Sociedade | 22-05-2024 07:00

Cátia Inverno lida com a morte todos os dias há uma década

Cátia Inverno lida com a morte todos os dias há uma década
IDENTIDADE PROFISSIONAL
Cátia Inverno trabalha na Funerária Torrejana desde 2015 e entrega-se de corpo e alma à sua profissão

Cátia Inverno, 37 anos, trabalha na Funerária Torrejana, em Torres Novas. A O MIRANTE fala da importância do seu trabalho, dos mitos associados e do quão importante é proteger as famílias.

Cátia Inverno, 37 anos, lida com a morte todos os dias há quase dez anos como funcionária da Funerária Torrejana, em Torres Novas. Defende um serviço humanizado e por isso encara cada trabalho como gostava que tratassem um familiar seu. A morte nunca lhe fez confusão, ao contrário de episódios que assiste em velórios e funerais, desde comentários sobre indumentária, perguntas inconvenientes, fingimentos, forçar atitudes e discussões sobre a herança. Na sua opinião, a morte deve ser vista sem tabus e o seu trabalho serve para homenagear a família e o seu ente querido pelo que era em vida. “Às vezes a morte é o fim de uma pessoa que teve uma vida linda, que nos ensinou algo, fez um feito na colectividade da aldeia”, afirma.

· · ·

■ Tarefa A: Transcreve integralmente o artigo acima sobre Cátia Inverno.

· · ·

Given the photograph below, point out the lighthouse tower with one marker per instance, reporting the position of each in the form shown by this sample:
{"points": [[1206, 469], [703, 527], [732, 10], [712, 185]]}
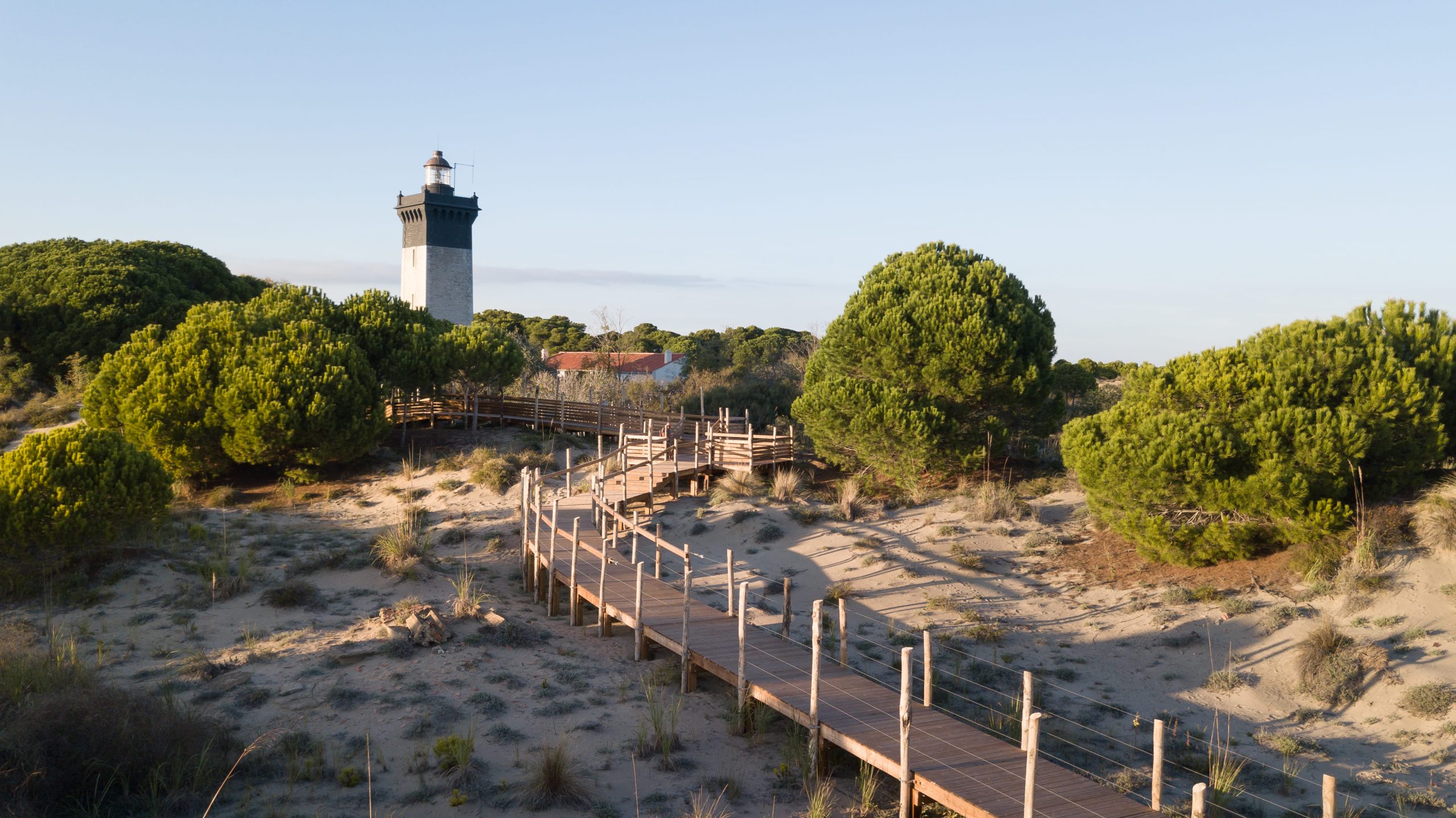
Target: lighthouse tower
{"points": [[435, 267]]}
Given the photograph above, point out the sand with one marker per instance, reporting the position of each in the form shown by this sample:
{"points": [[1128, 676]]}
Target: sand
{"points": [[1111, 655]]}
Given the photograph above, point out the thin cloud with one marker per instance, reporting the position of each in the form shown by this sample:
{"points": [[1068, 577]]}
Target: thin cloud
{"points": [[365, 275]]}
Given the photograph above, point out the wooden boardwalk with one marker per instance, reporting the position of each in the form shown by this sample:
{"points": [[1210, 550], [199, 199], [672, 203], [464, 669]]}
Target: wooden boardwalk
{"points": [[950, 762]]}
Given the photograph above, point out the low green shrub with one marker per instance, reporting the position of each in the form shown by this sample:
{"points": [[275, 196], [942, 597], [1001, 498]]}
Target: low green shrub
{"points": [[66, 495]]}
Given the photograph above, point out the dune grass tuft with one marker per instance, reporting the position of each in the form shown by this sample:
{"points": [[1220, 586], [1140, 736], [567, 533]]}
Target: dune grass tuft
{"points": [[1434, 522]]}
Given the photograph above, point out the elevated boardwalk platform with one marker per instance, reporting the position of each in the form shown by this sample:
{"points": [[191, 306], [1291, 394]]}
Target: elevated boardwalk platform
{"points": [[581, 549]]}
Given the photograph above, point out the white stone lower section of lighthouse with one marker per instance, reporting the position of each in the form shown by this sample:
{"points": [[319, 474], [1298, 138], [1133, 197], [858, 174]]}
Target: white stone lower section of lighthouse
{"points": [[440, 280]]}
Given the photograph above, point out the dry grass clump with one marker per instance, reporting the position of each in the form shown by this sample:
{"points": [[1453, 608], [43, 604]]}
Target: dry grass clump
{"points": [[787, 485], [1223, 681], [456, 757], [1320, 559], [838, 592], [737, 484], [966, 558], [72, 746], [1333, 666], [1434, 522], [848, 504], [1429, 701], [468, 598], [405, 545], [293, 594], [500, 470], [992, 499], [704, 807], [554, 778]]}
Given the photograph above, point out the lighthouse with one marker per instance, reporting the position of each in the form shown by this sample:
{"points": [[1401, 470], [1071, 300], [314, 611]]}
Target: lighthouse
{"points": [[435, 265]]}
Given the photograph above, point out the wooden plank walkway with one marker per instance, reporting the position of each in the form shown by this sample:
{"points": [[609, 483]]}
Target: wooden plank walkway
{"points": [[953, 763]]}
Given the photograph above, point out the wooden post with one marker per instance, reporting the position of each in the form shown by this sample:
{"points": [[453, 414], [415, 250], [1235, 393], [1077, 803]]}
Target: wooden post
{"points": [[843, 632], [603, 622], [1156, 800], [552, 597], [637, 619], [576, 597], [926, 681], [1033, 734], [1025, 707], [788, 609], [743, 663], [526, 529], [688, 600], [814, 660], [730, 581], [536, 540], [906, 785]]}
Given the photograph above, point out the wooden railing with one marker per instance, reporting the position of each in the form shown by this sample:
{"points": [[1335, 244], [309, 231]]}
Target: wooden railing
{"points": [[549, 414]]}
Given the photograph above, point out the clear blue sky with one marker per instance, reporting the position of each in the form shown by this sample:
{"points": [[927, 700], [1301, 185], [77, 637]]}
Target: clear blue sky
{"points": [[1168, 176]]}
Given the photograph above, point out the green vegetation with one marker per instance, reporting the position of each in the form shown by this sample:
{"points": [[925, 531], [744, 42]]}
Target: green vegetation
{"points": [[1429, 701], [1333, 667], [1434, 520], [72, 746], [937, 354], [71, 298], [287, 379], [66, 495], [1219, 455]]}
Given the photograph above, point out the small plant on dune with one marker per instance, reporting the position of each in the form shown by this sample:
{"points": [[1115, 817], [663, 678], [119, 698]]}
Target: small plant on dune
{"points": [[1223, 767], [1429, 701], [554, 778], [848, 504], [867, 783], [1277, 618], [992, 499], [1320, 559], [455, 754], [966, 558], [293, 594], [350, 776], [659, 733], [822, 800], [1333, 667], [787, 484], [1434, 522], [1236, 606], [704, 807], [768, 533], [468, 598], [404, 545], [737, 484], [1223, 681], [223, 497], [289, 491]]}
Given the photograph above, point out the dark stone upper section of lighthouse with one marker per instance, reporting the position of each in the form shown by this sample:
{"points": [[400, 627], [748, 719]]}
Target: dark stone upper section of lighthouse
{"points": [[437, 219]]}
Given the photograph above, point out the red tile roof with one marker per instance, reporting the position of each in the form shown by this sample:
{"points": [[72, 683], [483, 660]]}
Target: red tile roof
{"points": [[630, 363]]}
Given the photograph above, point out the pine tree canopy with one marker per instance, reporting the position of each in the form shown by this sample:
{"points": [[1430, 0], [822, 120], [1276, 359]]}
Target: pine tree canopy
{"points": [[66, 296], [938, 350], [1229, 452]]}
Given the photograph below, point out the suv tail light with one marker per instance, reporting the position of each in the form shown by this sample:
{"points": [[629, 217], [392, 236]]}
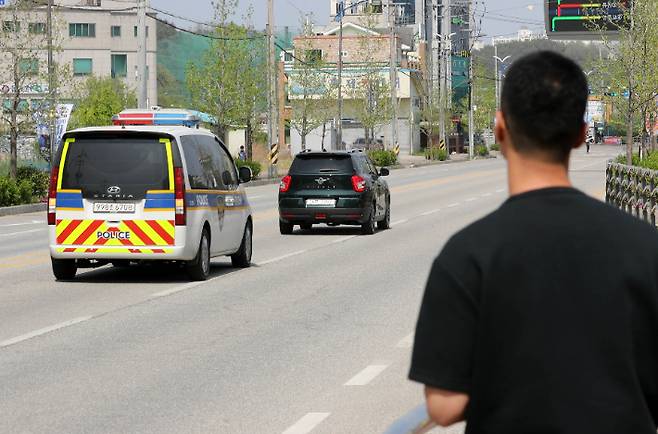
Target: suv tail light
{"points": [[52, 195], [284, 186], [179, 194], [358, 184]]}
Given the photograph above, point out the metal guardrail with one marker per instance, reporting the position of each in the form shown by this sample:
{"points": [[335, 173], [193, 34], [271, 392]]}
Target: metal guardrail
{"points": [[633, 190], [417, 421]]}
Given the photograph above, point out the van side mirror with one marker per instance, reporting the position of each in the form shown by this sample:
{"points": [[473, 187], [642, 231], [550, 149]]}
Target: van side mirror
{"points": [[245, 174]]}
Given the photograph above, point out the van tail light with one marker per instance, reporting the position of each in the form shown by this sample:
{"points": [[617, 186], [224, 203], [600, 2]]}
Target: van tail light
{"points": [[52, 195], [358, 184], [284, 186], [179, 195]]}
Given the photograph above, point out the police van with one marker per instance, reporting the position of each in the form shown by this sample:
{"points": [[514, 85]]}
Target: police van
{"points": [[153, 187]]}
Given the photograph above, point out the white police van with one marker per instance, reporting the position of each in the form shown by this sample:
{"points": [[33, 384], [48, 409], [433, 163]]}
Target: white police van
{"points": [[152, 187]]}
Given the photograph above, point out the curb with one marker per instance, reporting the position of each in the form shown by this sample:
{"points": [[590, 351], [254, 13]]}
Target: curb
{"points": [[22, 209]]}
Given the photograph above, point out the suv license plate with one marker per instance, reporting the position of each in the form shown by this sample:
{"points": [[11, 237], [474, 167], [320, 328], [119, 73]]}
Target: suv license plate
{"points": [[113, 207], [320, 203]]}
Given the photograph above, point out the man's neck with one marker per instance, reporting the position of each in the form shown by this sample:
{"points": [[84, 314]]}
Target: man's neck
{"points": [[527, 174]]}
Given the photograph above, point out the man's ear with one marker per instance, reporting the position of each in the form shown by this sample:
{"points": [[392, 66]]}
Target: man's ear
{"points": [[582, 136], [501, 133]]}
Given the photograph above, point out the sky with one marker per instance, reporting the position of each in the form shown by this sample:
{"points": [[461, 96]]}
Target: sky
{"points": [[503, 17]]}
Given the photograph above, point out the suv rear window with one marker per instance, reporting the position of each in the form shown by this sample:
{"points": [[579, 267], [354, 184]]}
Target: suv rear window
{"points": [[133, 164], [322, 164]]}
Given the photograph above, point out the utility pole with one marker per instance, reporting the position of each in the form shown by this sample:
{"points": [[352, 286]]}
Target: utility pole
{"points": [[339, 119], [141, 56], [471, 85], [394, 74], [51, 83], [271, 91]]}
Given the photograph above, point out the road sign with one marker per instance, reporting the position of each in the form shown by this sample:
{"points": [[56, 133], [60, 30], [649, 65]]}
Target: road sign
{"points": [[572, 19]]}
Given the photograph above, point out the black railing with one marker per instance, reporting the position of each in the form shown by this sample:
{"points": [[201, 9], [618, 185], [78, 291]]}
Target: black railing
{"points": [[633, 190]]}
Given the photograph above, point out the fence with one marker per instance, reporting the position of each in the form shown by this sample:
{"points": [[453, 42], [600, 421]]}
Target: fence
{"points": [[633, 190]]}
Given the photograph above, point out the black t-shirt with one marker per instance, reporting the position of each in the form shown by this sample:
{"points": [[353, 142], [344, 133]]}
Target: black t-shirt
{"points": [[546, 313]]}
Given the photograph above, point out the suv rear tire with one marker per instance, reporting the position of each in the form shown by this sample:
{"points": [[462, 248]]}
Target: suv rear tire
{"points": [[285, 228], [64, 269], [368, 228], [242, 258], [199, 267]]}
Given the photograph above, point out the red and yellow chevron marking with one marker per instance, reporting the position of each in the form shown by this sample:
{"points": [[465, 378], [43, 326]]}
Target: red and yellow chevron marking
{"points": [[112, 250], [133, 233]]}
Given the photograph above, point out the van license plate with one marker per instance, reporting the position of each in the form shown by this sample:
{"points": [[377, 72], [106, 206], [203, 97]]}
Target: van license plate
{"points": [[114, 208], [320, 203]]}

· · ·

■ Tarefa B: Reúne e copia cada linha das entradas que contenha a palavra "small".

■ Resposta A:
Sociedade | 22-05-2024 07:00

Cátia Inverno lida com a morte todos os dias há uma década

Cátia Inverno lida com a morte todos os dias há uma década
IDENTIDADE PROFISSIONAL
Cátia Inverno trabalha na Funerária Torrejana desde 2015 e entrega-se de corpo e alma à sua profissão

Cátia Inverno, 37 anos, trabalha na Funerária Torrejana, em Torres Novas. A O MIRANTE fala da importância do seu trabalho, dos mitos associados e do quão importante é proteger as famílias.

Cátia Inverno, 37 anos, lida com a morte todos os dias há quase dez anos como funcionária da Funerária Torrejana, em Torres Novas. Defende um serviço humanizado e por isso encara cada trabalho como gostava que tratassem um familiar seu. A morte nunca lhe fez confusão, ao contrário de episódios que assiste em velórios e funerais, desde comentários sobre indumentária, perguntas inconvenientes, fingimentos, forçar atitudes e discussões sobre a herança. Na sua opinião, a morte deve ser vista sem tabus e o seu trabalho serve para homenagear a família e o seu ente querido pelo que era em vida. “Às vezes a morte é o fim de uma pessoa que teve uma vida linda, que nos ensinou algo, fez um feito na colectividade da aldeia”, afirma.

■ Resposta B:
Given the photograph above, point out the small plant on dune with one marker per instance, reporting the position of each in the form shown by this sample:
Target: small plant on dune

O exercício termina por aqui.